MATERIAL PROVIDED: Begin
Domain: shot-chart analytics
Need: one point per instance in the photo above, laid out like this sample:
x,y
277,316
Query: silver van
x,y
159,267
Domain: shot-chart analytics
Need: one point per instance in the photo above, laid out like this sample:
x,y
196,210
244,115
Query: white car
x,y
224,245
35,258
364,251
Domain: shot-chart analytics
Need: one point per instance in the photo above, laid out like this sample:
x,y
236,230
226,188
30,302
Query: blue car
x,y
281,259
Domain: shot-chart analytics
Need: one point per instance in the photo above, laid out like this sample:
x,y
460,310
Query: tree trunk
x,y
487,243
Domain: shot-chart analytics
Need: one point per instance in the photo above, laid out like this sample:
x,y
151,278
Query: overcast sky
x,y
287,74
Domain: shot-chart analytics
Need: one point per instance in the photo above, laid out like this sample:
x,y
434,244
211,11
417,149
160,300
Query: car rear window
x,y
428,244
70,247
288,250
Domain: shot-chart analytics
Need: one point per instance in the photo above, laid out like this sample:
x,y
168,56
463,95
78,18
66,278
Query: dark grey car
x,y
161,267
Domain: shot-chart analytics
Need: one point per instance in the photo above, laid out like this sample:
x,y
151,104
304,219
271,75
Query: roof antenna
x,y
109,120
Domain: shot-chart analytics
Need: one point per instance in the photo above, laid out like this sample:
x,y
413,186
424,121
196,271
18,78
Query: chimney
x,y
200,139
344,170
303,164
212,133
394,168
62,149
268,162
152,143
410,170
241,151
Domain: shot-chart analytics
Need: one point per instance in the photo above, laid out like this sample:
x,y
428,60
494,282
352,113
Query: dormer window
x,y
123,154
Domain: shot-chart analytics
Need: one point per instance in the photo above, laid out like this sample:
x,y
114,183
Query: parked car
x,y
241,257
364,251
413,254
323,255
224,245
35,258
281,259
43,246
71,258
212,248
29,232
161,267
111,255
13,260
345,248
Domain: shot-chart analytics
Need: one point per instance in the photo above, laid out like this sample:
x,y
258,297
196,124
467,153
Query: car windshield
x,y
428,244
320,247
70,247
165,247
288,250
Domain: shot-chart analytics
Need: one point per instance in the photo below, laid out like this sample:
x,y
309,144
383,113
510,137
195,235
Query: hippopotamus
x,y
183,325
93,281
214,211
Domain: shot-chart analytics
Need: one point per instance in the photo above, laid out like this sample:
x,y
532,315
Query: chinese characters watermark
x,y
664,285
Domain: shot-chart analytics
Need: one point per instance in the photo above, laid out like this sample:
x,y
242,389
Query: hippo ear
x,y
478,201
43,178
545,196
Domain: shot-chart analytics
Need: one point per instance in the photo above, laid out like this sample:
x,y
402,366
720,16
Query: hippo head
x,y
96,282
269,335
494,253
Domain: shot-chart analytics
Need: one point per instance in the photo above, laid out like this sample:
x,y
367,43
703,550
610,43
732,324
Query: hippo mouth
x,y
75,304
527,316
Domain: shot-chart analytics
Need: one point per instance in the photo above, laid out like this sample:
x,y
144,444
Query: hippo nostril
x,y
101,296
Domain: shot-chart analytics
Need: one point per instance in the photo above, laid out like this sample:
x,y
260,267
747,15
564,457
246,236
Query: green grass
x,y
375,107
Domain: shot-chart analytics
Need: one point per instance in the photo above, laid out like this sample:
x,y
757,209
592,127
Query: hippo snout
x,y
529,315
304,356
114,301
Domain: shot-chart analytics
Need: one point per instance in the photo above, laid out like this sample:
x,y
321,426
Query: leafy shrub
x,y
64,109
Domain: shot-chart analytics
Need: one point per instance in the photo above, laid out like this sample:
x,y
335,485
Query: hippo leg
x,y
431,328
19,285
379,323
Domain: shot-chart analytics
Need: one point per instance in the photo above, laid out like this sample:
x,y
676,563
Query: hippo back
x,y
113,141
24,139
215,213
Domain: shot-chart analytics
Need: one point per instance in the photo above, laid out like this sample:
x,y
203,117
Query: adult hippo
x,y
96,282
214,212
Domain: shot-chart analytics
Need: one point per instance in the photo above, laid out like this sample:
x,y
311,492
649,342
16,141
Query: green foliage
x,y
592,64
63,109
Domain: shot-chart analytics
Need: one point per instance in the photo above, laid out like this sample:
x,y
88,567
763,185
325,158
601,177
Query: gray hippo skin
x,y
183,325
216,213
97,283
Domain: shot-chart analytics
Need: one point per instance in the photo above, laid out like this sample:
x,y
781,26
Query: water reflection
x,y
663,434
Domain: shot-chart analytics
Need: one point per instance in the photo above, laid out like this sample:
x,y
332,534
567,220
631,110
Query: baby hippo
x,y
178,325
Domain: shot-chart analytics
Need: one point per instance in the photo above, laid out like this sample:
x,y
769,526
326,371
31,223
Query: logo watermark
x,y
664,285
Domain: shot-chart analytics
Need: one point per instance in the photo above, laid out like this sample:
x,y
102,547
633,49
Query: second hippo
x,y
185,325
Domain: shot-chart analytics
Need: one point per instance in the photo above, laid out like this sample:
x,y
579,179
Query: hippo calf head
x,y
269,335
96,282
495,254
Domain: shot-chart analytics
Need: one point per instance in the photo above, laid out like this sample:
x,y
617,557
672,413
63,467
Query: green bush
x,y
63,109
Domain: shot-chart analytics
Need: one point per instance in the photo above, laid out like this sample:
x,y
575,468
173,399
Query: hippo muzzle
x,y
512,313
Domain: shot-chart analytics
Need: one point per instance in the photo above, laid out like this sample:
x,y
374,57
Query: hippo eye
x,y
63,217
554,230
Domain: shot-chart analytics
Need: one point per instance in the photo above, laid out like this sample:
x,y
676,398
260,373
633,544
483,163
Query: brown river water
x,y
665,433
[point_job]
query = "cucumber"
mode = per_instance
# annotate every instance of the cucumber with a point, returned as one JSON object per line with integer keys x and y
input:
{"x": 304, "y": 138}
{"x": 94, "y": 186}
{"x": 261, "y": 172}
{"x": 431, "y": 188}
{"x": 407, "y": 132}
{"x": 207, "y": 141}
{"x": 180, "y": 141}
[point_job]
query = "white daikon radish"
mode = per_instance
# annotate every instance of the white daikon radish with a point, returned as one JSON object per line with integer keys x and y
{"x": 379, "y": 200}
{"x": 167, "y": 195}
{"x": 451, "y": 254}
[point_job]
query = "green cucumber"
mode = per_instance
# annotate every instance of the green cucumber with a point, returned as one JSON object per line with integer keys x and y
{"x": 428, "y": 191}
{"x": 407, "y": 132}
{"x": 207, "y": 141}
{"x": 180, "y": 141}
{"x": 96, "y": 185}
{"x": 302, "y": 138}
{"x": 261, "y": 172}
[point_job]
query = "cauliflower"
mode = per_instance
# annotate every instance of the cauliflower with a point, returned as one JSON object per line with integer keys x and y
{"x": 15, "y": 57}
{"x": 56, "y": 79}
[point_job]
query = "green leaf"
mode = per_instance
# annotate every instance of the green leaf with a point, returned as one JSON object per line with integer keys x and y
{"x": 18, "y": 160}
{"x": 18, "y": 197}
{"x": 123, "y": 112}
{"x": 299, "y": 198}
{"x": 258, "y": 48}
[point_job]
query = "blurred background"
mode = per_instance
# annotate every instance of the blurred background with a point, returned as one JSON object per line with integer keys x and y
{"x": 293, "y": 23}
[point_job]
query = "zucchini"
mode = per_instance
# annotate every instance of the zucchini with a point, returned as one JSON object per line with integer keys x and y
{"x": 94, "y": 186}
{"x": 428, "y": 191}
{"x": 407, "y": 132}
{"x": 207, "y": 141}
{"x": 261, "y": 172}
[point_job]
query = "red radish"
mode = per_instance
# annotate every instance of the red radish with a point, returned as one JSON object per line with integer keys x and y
MATERIAL PROVIDED: End
PROBLEM TO SOLVE: Word for word, transcribe the data shown above.

REPLY TO THE TASK:
Domain: shot-chart analytics
Need: one point per instance in the photo above, laid out like this sample:
x,y
277,316
Query: silver van
x,y
159,267
Domain: shot-chart analytics
Need: one point per instance in the photo above, laid out like this sample:
x,y
196,210
244,115
Query: white car
x,y
224,245
35,258
364,251
Domain: shot-chart analytics
Need: one point per instance in the photo above, laid out like this sample:
x,y
236,230
226,188
30,302
Query: blue car
x,y
281,259
Domain: shot-chart analytics
Need: one point per instance in the photo above, laid out like this sample:
x,y
460,310
Query: tree trunk
x,y
487,243
Domain: shot-chart analytics
Need: one point per instance in the photo above, laid out like this sample:
x,y
151,278
Query: overcast sky
x,y
287,74
Domain: shot-chart analytics
Need: one point per instance in the photo above, laid out like this sample:
x,y
434,244
211,11
417,149
160,300
Query: car rear window
x,y
428,244
70,247
288,250
Domain: shot-chart analytics
Need: one point per instance in the photo above, laid out like this sample:
x,y
168,56
463,95
78,18
66,278
Query: dark grey car
x,y
161,267
Domain: shot-chart analytics
Need: one point per instance in the photo above, laid out like this sample:
x,y
151,104
304,219
271,75
Query: roof antenna
x,y
109,120
Domain: shot-chart analytics
Need: one point per instance in the photo above, laid out like this sample:
x,y
413,186
424,121
196,271
18,78
Query: chimney
x,y
200,139
344,170
303,164
212,133
394,168
62,149
268,162
152,143
410,170
241,151
Domain: shot-chart analytics
Need: one point per instance in the photo above, laid out like this sample:
x,y
428,60
494,282
352,113
Query: dormer window
x,y
123,154
Domain: shot-chart analytics
Need: one point per instance in the photo above, laid out like this sample:
x,y
114,183
Query: parked car
x,y
241,257
364,251
413,254
323,255
224,245
35,258
281,259
43,246
71,258
212,248
29,232
161,267
111,255
13,260
345,248
Domain: shot-chart analytics
Need: one point per instance in the photo above, laid out like this sample:
x,y
258,297
196,124
467,153
Query: car windshield
x,y
428,244
320,247
70,247
165,247
288,250
Domain: shot-chart analytics
Need: one point per instance in the photo below, laid out like this sample:
x,y
309,144
383,113
510,137
195,235
Query: hippopotamus
x,y
183,325
93,281
214,211
Domain: shot-chart analytics
Need: one point per instance in the photo above, laid out like this sample:
x,y
532,315
Query: chinese characters watermark
x,y
664,285
Domain: shot-chart analytics
Need: one point per instance in the photo above, laid out like this sample:
x,y
242,389
Query: hippo ear
x,y
478,201
43,178
545,196
Domain: shot-chart analytics
Need: one point per instance in the photo above, laid out like this sample:
x,y
402,366
720,16
Query: hippo head
x,y
96,282
269,335
494,253
Domain: shot-chart analytics
Need: one point per instance in the photo above, laid out like this sample:
x,y
367,43
703,550
610,43
732,324
Query: hippo mouth
x,y
75,304
527,316
Domain: shot-chart analytics
Need: one point per instance in the photo above, laid out like this sample:
x,y
144,444
Query: hippo nostril
x,y
101,296
Domain: shot-chart analytics
Need: one point per instance in the photo above, laid out like this sample:
x,y
260,267
747,15
564,457
246,236
Query: green grass
x,y
375,107
Domain: shot-chart analytics
Need: one point per instance in the photo above, laid out like this sample:
x,y
757,209
592,127
Query: hippo snout
x,y
529,315
304,356
114,301
Domain: shot-chart analytics
Need: one point per instance in the photo above, laid out like this sample:
x,y
321,426
Query: leafy shrub
x,y
64,109
Domain: shot-chart analytics
Need: one point per instance in the photo above, laid out like this sample:
x,y
335,485
Query: hippo leg
x,y
431,328
19,285
379,323
Domain: shot-chart analytics
Need: one point per instance in the photo above, laid out like this sample:
x,y
676,563
Query: hippo back
x,y
113,141
24,139
215,213
Domain: shot-chart analytics
Need: one point per instance in the photo above, laid out like this sample:
x,y
203,117
Query: adult hippo
x,y
96,282
214,212
Domain: shot-chart analytics
Need: one point per instance in the photo above, laid out like this sample:
x,y
311,492
649,342
16,141
Query: green foliage
x,y
592,64
63,109
Domain: shot-chart analytics
Need: one point per instance in the photo above, laid out like this sample:
x,y
88,567
763,185
325,158
601,177
Query: gray hippo skin
x,y
183,325
216,213
97,283
Domain: shot-chart analytics
Need: one point per instance in the photo above, laid out like this sample:
x,y
781,26
Query: water reflection
x,y
663,434
Domain: shot-chart analytics
Need: one point per instance in the photo above, laid out like this sample:
x,y
332,534
567,220
631,110
Query: baby hippo
x,y
178,325
Domain: shot-chart analytics
Need: one point per instance in the photo above, laid out like this sample:
x,y
769,526
326,371
31,223
Query: logo watermark
x,y
664,285
Domain: shot-chart analytics
Need: one point per instance in the photo above, laid out like this sample:
x,y
102,547
633,49
Query: second hippo
x,y
185,325
Domain: shot-chart analytics
Need: one point per instance in the photo above, laid out like this sample:
x,y
579,179
Query: hippo calf head
x,y
269,335
96,282
495,254
Domain: shot-chart analytics
Need: one point per instance in the photo above, laid out like this sample:
x,y
617,557
672,413
63,467
Query: green bush
x,y
63,109
Domain: shot-chart analytics
Need: one point per instance in the photo above, laid out like this sample:
x,y
575,468
173,399
Query: hippo muzzle
x,y
512,313
Domain: shot-chart analytics
Need: one point per instance in the photo above, laid out like this sample:
x,y
374,57
Query: hippo eye
x,y
63,217
554,230
Domain: shot-chart analytics
Need: one point per instance in the photo above, laid out like this sample:
x,y
676,398
260,373
633,544
483,163
Query: brown river water
x,y
665,433
[point_job]
query = "cucumber"
mode = per_instance
# annotate every instance of the cucumber with a point, returned as one JSON object per line with integer keys x and y
input:
{"x": 304, "y": 138}
{"x": 94, "y": 186}
{"x": 261, "y": 172}
{"x": 431, "y": 188}
{"x": 407, "y": 132}
{"x": 207, "y": 141}
{"x": 180, "y": 141}
[point_job]
query = "white daikon radish"
mode = per_instance
# annotate every instance of the white daikon radish with a point, returned as one JSON object per line with integer keys x and y
{"x": 379, "y": 200}
{"x": 167, "y": 195}
{"x": 451, "y": 254}
[point_job]
query = "green cucumber"
mode = per_instance
# annotate every instance of the green cucumber with a point, returned as one JSON object per line with integer keys x and y
{"x": 428, "y": 191}
{"x": 407, "y": 132}
{"x": 207, "y": 141}
{"x": 180, "y": 141}
{"x": 96, "y": 185}
{"x": 302, "y": 138}
{"x": 261, "y": 172}
[point_job]
query = "cauliflower"
mode = per_instance
# annotate every instance of the cauliflower with a point, returned as one JSON object per line with integer keys x and y
{"x": 15, "y": 57}
{"x": 56, "y": 79}
[point_job]
query = "green leaf"
mode = per_instance
# annotate every instance of the green leaf with a point, returned as one JSON object per line with integer keys x and y
{"x": 18, "y": 160}
{"x": 18, "y": 197}
{"x": 123, "y": 112}
{"x": 299, "y": 198}
{"x": 258, "y": 48}
[point_job]
query = "blurred background"
mode = per_instance
# annotate every instance of the blurred background with a point, returned as one JSON object per line with integer keys x and y
{"x": 293, "y": 23}
[point_job]
query = "zucchini"
mode = per_instance
# annotate every instance of the zucchini with a point, returned as one JSON object per line with integer keys x and y
{"x": 94, "y": 186}
{"x": 428, "y": 191}
{"x": 407, "y": 132}
{"x": 207, "y": 141}
{"x": 261, "y": 172}
[point_job]
query = "red radish"
mode = per_instance
# annotate every instance of the red radish with a point, returned as one JSON object per line with integer keys x and y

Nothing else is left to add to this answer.